[Begin Excerpt]
Honestly, I have never met a writer who understood my work so deeply. Who understood me so deeply. Kimberly wasn't only looking at my style and technique. She was looking at me as a person.

That was it. I had to have her as a writing partner. I had to establish a friendship and partnership with her that would last forever.

I did.

All creative works grow into something more. Take on a life of their own.

But this one.

This one grew into something even more.

This one grew into love.

When Kimberly Met Dmytry

Ok, I’ll admit it. I was worried. You know how it is. When someone you’ve recently met offers to let you read their work, or you ask to read their work, or whatever. I think I asked him for his work. I like reading new authors. But. BUT. There’s that secret little fear. 

What if he SUCKS? Then what?

He seemed a nice guy. I am a former entertainment critic for an LA-based daily newspaper. 

I don’t do subtle.

I’m not a horrid person. Honest. I’m just…well…honest. Too honest.

Most people who ask for feedback are really asking for a pat on the back. 

But with me, you need to be CLEAR about this. 

I don’t want to kick you in the butt if you really just wanted to be coddled. And honestly, if you want that, I’m not really your girl. 

So. I was nervous.

The first story I read of his was a Halloween flash for a competition.

I LOVED it! Honestly. And boy was I relieved. ‘Cuz I liked this guy, even if at this point I had NO inkling I would spend my life with him. 

Then he sent me another short story. This time he wanted an editing critique. 

Uh oh. Really? You sure about this? Last chance! Ok. You asked for it. 

I LOVED this one too. And by now was seeing his style. His twisty, dark, delightful style. 

I gave a critique. We talked about word choice and voice and how awesome the twist was. He listened. He learned. His story was better. 

Then. THEN. I wrote a story. For a competition he introduced me to. 

And he LOVED it. And. And he gave awesome feedback. 

I used the word “was” too many times. We looked at word choice. Story flow. Characters.

I listened. I learned. And my story was better.

I realized something in that moment. 

I’d met my match. My writerly match. (Yes, this is a new word, in the vein of literarily but for writers, and as a writer, I get to make up words so shoosh about it.)

He had a unique brilliance at seeing the flow and structure of a story. Catching the stumbly parts. (mmhmm, I did it again with the new word thing.) Seeing the ways in which it could be strengthened. 
 
Most of my college professors were less helpful in my writing. Less astute and in tune with my style and vision.
[End Excerpt]
■ **Work to be completed**:
Summarize the excerpt in two sentences. Work only from the excerpt.
[Begin Given material]
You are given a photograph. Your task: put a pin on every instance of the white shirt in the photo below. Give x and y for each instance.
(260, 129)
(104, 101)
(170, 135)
[End Given material]
■ **Result**:
One narrator describes finding in Kimberly a writer who deeply understood both their work and them, which led to a writing partnership and friendship that grew into love. In the section headed "When Kimberly Met Dmytry," a former entertainment critic recalls fearing a new acquaintance's writing would be bad, then loving his stories, trading critiques that improved both writers' work, and realizing she had met her "writerly match."